● **INSTRUCTIONS FOR THE TASK**
Summarize the article on the coalition government's public sector reforms in two sentences.

Do not let John Nash ruin the government
The current government is pursuing a program of public sector reforms more aggressively than any other previous administration. This is more than an effort to balance the budget but is an ideological drive to put the mantra of choice at the heart of state provided services. This notion of choice is borrowed from the market meaning of the word as in competitions between different providers offering a range of services and products. In the market, the spending choice of the consumer is the feedback mechanism which determines which products remain on the market and which are withdrawn. When the government says choice what they actually mean is competition between providers with public choice acting as the feedback mechanise. Through their reforms the government intend to create a market for public services.
For those on the right these reforms represent an opportunity to inject market efficiencies into the ailing public infrastructure. For those on the left, this bill is seen as an attempt to privatise by stealth publicly owned industry.
The changes being put forward by the coalition government will allow private companies, charities and groups of private individuals to bid to run local services. Charities or parent groups can bid to run schools. Patient groups can bid to run hospitals. GPs will be allowed to choose which providers they purchase health care from. All of this is driven by the view that the competition created by a choice will make public spending more efficient. What I fear the most is that the coalition government’s plans will have the opposite result from what they intend, that their reforms will lead to a much more inefficient public sector.
The idea of introducing market based competition to the public sector is not new. It first emerged in the late 1970s as John Forbes Nash, Jr.’s economic theory became widely accepted. Nash posseted that individual’s selfishness will always undermine the success of government programs. He believed that competition for resources between departments and programs as well as competition between individuals for promotions would ultimately sabotage the best interests of government. The TV show Yes Minister is Nash propaganda. The struggle between Sir Humphrey and Jim Hacker usually ends up derailing both of their schemes.
Margret Thatcher was a big believer in both the works of John Nash and Yes Minister and dismantled the old consensus of government work as public service which Nash believed was impossible. In its place she and those who followed her have put the mantra of free market competition as the optimum method to distributed resources.
This legacy was continued by the following Labour government and now redoubled under the current coalition. The logic of Cameron is that the competition in state services will use the profit maximising incentive to harness the power of human selfishness to create the most efficient public sector. As in the private sector, costs to consumers will be driven down (in other words taxes will be lower) and output will be raised in the form waiting lists disappearing.
Rather than apply market efficiencies to public services, these reforms will fall victim to the very pitfalls Nash railed against. The powers given over the external bodies which will run our public services will effectively make them the new management class of the public sector. Instead of using their new powers to drive down costs, a perverse incentive to raise costs will be created by management’s selfish drive to maximise their wages and bonuses.

Referring expression pointing data

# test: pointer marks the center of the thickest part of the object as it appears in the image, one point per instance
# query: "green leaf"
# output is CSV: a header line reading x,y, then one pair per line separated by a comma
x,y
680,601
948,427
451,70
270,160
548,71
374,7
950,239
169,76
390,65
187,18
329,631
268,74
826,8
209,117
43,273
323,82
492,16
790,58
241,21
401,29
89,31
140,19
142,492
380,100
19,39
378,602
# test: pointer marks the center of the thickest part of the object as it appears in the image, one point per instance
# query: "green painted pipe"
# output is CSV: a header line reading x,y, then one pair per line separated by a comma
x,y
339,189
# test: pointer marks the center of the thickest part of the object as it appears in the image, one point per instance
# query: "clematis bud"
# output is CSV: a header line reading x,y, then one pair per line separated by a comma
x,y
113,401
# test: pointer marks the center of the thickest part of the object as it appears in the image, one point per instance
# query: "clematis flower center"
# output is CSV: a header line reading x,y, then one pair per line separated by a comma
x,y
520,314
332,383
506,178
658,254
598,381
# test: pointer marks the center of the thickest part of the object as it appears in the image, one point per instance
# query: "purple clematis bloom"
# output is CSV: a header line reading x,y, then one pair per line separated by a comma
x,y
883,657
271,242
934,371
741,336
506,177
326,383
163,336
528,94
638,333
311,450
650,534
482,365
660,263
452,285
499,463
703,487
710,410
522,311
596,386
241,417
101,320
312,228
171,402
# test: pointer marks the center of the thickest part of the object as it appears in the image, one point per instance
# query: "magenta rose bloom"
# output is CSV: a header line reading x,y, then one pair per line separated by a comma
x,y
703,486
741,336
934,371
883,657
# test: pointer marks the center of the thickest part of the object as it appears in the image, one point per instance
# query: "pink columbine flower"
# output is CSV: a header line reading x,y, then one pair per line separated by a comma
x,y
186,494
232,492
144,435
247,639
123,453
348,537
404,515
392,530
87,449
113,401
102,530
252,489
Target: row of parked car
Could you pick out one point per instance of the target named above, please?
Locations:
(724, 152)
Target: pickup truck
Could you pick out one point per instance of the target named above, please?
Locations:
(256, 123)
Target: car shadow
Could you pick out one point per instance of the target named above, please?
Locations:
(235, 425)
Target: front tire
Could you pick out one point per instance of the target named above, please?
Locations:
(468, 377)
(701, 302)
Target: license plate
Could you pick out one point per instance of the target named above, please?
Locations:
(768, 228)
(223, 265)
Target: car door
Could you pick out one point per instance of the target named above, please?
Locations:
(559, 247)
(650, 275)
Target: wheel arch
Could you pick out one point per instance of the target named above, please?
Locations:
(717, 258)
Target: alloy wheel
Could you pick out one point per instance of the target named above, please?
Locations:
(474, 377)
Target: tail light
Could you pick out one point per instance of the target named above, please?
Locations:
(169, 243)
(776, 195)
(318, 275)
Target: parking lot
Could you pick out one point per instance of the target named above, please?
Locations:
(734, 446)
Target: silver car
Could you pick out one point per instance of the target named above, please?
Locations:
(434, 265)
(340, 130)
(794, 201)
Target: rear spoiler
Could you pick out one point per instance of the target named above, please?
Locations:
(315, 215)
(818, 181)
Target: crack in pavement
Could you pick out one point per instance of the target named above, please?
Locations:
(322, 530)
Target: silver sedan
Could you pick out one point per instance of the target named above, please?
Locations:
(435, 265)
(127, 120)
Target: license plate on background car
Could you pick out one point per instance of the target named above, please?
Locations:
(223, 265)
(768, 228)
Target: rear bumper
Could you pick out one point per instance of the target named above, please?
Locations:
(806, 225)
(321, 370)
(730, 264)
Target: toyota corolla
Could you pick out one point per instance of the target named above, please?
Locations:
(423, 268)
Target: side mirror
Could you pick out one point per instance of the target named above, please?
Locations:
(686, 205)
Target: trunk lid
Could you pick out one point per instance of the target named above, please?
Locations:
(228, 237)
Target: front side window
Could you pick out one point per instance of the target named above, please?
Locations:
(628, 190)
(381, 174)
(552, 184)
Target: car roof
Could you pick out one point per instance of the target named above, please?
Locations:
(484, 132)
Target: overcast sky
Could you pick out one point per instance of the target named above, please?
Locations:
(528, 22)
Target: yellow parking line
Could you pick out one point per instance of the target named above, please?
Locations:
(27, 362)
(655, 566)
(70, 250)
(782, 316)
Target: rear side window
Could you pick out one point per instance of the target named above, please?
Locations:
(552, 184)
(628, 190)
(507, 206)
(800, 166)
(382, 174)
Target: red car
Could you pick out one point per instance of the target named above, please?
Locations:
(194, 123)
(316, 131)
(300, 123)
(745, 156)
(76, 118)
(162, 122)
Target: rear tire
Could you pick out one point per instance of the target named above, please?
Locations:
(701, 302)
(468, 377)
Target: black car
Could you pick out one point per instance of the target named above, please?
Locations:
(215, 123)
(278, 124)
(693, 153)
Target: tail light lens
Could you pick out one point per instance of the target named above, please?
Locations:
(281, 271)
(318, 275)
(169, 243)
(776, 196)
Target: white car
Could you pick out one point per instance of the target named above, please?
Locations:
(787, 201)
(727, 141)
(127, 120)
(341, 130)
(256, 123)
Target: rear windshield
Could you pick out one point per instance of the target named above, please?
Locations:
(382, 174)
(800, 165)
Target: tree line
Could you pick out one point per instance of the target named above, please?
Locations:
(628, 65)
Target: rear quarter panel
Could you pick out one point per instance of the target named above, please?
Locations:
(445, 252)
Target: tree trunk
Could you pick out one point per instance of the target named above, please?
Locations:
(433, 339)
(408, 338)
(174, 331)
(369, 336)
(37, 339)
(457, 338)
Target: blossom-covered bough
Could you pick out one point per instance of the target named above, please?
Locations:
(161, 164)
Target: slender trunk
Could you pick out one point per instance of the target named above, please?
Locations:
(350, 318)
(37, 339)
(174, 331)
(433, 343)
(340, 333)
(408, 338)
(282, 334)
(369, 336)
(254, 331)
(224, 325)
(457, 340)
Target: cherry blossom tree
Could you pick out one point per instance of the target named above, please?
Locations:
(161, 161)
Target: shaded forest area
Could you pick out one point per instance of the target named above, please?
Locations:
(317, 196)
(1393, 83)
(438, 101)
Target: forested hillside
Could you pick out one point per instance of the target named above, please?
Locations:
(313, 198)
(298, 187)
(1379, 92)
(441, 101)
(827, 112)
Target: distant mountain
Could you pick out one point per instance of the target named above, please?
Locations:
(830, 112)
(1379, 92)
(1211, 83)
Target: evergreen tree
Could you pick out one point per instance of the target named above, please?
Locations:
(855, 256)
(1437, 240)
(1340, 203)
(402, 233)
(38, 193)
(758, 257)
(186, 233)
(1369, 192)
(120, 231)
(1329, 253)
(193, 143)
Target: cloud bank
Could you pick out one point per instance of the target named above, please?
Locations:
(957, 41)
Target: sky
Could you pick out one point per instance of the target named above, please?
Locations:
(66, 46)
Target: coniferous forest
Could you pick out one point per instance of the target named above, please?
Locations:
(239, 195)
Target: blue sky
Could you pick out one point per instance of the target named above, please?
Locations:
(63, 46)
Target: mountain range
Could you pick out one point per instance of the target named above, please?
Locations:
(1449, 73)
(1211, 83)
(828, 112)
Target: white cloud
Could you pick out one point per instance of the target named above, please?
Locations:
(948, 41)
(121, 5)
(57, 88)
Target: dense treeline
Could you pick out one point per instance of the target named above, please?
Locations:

● **REPLY TO THE TASK**
The article says the coalition government is aggressively pursuing public sector reforms meant to create a market for public services, letting private companies, charities and groups of private individuals bid to run local services on the view that competition will make public spending more efficient. Tracing this approach to John Nash's theory that individual selfishness undermines government programs, which Thatcher embraced and later governments continued, the author fears the reforms will instead make the public sector more inefficient, since the new external managers will have a selfish incentive to raise costs to maximize their wages and bonuses.